- SET TASK: Return, unchanged, every line of the items from the one containing "Spot each penalty area line here." down to the one containing "154, 116, 193, 145", with both of those lines included.
##### AVAILABLE DATA #####
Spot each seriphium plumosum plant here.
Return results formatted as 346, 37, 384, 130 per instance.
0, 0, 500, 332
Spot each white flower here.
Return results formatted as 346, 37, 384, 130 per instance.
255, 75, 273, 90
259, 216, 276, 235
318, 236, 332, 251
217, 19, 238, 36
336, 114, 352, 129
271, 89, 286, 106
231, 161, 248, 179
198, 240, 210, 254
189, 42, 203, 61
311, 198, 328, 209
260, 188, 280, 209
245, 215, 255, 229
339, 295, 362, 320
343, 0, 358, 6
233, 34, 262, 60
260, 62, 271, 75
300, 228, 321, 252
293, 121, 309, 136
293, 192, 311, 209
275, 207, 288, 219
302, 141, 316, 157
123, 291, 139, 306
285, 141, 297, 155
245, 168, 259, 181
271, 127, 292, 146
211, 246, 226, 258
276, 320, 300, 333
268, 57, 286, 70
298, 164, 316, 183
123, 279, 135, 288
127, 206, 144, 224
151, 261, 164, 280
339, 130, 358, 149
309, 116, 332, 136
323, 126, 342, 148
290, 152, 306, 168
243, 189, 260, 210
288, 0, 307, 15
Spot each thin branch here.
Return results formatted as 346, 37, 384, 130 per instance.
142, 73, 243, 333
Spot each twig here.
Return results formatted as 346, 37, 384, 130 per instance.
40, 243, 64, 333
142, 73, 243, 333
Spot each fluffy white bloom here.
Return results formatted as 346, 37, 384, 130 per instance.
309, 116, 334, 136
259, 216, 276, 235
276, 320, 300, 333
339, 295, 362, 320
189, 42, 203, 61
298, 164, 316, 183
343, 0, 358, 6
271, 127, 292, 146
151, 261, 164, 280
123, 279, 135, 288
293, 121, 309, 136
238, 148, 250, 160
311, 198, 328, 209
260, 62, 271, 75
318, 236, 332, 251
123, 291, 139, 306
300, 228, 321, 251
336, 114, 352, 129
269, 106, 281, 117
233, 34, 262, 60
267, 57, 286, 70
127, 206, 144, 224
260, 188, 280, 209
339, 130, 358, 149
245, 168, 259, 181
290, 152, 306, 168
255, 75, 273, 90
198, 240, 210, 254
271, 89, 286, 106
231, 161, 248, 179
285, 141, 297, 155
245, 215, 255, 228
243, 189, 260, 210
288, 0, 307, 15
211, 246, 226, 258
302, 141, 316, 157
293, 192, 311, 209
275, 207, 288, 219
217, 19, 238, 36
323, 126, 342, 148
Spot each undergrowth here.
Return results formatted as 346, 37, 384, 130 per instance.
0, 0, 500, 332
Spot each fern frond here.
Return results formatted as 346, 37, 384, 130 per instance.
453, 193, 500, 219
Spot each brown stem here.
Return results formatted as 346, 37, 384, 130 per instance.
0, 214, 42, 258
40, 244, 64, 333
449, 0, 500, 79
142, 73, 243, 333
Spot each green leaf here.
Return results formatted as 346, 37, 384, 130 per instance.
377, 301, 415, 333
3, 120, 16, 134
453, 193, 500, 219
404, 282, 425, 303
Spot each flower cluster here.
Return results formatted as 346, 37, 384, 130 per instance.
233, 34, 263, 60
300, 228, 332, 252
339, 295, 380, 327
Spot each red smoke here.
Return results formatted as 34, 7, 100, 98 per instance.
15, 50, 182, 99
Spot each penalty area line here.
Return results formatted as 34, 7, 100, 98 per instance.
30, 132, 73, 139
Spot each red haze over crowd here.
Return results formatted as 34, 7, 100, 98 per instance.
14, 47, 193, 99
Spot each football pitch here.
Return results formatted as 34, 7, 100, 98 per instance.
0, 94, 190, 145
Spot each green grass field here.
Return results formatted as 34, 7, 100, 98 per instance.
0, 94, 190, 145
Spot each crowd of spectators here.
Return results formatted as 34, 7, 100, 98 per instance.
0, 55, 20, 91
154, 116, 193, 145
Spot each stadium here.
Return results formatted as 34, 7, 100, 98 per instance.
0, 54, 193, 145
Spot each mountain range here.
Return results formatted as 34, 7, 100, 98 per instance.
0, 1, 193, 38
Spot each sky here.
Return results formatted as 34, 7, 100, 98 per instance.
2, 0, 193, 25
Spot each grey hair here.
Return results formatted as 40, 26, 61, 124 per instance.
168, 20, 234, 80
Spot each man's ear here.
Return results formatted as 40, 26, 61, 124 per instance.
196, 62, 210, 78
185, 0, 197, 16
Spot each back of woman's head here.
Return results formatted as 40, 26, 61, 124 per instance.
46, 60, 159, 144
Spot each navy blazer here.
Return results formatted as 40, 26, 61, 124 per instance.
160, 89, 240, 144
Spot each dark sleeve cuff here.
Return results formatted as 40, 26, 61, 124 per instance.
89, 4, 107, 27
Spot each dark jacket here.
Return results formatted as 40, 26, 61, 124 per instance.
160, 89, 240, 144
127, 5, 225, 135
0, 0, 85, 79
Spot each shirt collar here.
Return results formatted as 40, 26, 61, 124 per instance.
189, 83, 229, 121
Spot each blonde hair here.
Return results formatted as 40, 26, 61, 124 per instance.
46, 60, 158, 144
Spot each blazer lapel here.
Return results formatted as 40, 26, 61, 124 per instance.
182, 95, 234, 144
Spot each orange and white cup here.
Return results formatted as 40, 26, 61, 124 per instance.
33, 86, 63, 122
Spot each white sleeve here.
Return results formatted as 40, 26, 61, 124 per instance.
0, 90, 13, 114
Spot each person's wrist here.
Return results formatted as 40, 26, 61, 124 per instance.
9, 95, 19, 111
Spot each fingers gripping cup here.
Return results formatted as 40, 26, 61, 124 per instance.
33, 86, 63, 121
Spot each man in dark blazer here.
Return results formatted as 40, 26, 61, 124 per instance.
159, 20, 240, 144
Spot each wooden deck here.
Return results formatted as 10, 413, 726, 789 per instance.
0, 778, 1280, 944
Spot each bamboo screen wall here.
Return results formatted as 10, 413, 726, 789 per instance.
#####
- SOLUTION:
Spot each penalty area line here.
Return results formatted as 34, 7, 100, 98 per instance.
30, 132, 73, 139
Spot each red haze over crowd here.
Return results formatted as 34, 7, 100, 98 per instance.
14, 47, 193, 99
Spot each football pitch here.
Return results formatted as 34, 7, 100, 98 per instance.
0, 94, 190, 145
Spot each green grass field here.
Return results formatted as 34, 7, 100, 98 per instance.
0, 94, 190, 145
Spot each crowd of spectators here.
Return results formatted as 34, 7, 100, 98 per instance.
0, 55, 20, 91
154, 116, 193, 145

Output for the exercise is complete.